**Dataset entries**
----

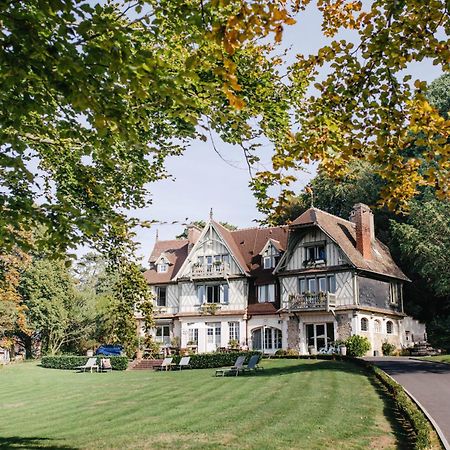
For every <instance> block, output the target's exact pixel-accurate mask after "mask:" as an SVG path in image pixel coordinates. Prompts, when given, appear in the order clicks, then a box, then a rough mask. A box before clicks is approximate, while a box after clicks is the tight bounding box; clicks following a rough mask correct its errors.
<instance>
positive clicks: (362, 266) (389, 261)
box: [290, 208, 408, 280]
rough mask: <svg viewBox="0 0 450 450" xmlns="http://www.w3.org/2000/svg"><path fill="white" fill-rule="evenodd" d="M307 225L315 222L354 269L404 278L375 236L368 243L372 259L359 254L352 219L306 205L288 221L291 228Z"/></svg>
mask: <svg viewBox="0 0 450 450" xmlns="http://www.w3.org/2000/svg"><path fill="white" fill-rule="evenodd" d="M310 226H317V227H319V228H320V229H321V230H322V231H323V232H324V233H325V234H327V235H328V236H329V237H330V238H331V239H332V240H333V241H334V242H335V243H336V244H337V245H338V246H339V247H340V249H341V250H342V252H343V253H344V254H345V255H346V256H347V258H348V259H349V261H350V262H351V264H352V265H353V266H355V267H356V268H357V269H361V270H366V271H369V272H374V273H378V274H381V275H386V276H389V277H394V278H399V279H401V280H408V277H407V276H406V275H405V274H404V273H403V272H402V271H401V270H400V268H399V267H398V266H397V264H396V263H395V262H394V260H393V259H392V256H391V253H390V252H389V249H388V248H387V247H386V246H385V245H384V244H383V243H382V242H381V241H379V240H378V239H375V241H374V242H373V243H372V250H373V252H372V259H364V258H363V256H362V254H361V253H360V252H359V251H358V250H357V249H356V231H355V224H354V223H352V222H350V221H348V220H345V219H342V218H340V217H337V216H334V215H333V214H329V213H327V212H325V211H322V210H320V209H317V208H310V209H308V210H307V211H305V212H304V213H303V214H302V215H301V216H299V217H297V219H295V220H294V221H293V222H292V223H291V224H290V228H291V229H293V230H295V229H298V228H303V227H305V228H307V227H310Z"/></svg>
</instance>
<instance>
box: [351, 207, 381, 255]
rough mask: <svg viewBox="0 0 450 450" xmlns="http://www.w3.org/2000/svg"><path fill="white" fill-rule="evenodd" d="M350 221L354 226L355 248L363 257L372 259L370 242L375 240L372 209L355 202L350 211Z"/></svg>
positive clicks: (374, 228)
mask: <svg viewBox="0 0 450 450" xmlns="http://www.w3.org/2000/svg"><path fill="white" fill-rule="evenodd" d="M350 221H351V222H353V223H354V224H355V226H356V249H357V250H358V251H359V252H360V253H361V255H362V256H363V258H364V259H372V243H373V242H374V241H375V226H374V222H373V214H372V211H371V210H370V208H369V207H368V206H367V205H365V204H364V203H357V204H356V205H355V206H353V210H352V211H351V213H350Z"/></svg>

----

**Your assignment**
Only the text of the records belongs in the answer, printed exactly and without pictures.

**Answer below**
For every <instance> block, output the target's exact pixel-accurate mask after "mask:" as an SVG path in image pixel coordinates. Prompts, when given, appear in the order clicks, then a box, then a rough mask. A box before clicks is approximate, while a box after clicks is the tight bounding box; clicks following a rough mask correct its errors.
<instance>
positive clicks: (362, 266) (389, 261)
box: [290, 208, 408, 280]
rough mask: <svg viewBox="0 0 450 450" xmlns="http://www.w3.org/2000/svg"><path fill="white" fill-rule="evenodd" d="M307 225L315 222L354 269L404 278L375 236L368 243L372 259L359 254L352 219L306 205L288 221L291 228Z"/></svg>
mask: <svg viewBox="0 0 450 450" xmlns="http://www.w3.org/2000/svg"><path fill="white" fill-rule="evenodd" d="M310 226H317V227H319V228H320V229H321V230H322V231H323V232H324V233H325V234H327V235H328V236H329V237H330V238H331V239H332V240H333V241H334V242H335V243H336V244H337V245H338V246H339V247H340V249H341V250H342V252H343V253H344V254H345V255H346V256H347V258H348V259H349V261H350V262H351V264H352V265H353V266H355V267H356V268H357V269H361V270H366V271H369V272H374V273H378V274H381V275H386V276H389V277H394V278H399V279H401V280H408V277H407V276H406V275H405V274H404V273H403V272H402V271H401V270H400V268H399V267H398V266H397V264H396V263H395V262H394V260H393V259H392V256H391V253H390V252H389V249H388V248H387V247H386V246H385V245H384V244H383V243H382V242H381V241H379V240H378V239H375V241H374V242H373V243H372V250H373V252H372V259H364V258H363V256H362V254H361V253H360V252H359V251H358V250H357V249H356V231H355V224H354V223H352V222H350V221H348V220H345V219H342V218H340V217H337V216H334V215H333V214H329V213H327V212H325V211H322V210H320V209H317V208H310V209H308V210H307V211H305V212H304V213H303V214H302V215H301V216H299V217H297V219H295V220H294V221H293V222H292V223H291V224H290V228H291V229H293V230H295V229H298V228H303V227H305V228H307V227H310Z"/></svg>
</instance>
<instance>
box: [351, 207, 381, 255]
rough mask: <svg viewBox="0 0 450 450" xmlns="http://www.w3.org/2000/svg"><path fill="white" fill-rule="evenodd" d="M350 221L354 226L355 248L363 257L372 259L370 242L375 240L372 209L355 202L350 211Z"/></svg>
positive clicks: (374, 228)
mask: <svg viewBox="0 0 450 450" xmlns="http://www.w3.org/2000/svg"><path fill="white" fill-rule="evenodd" d="M350 221H351V222H353V223H354V224H355V226H356V249H357V250H358V251H359V252H360V253H361V255H362V256H363V258H364V259H372V243H373V242H374V241H375V226H374V222H373V214H372V211H371V210H370V208H369V207H368V206H367V205H365V204H364V203H357V204H356V205H355V206H353V210H352V211H351V213H350Z"/></svg>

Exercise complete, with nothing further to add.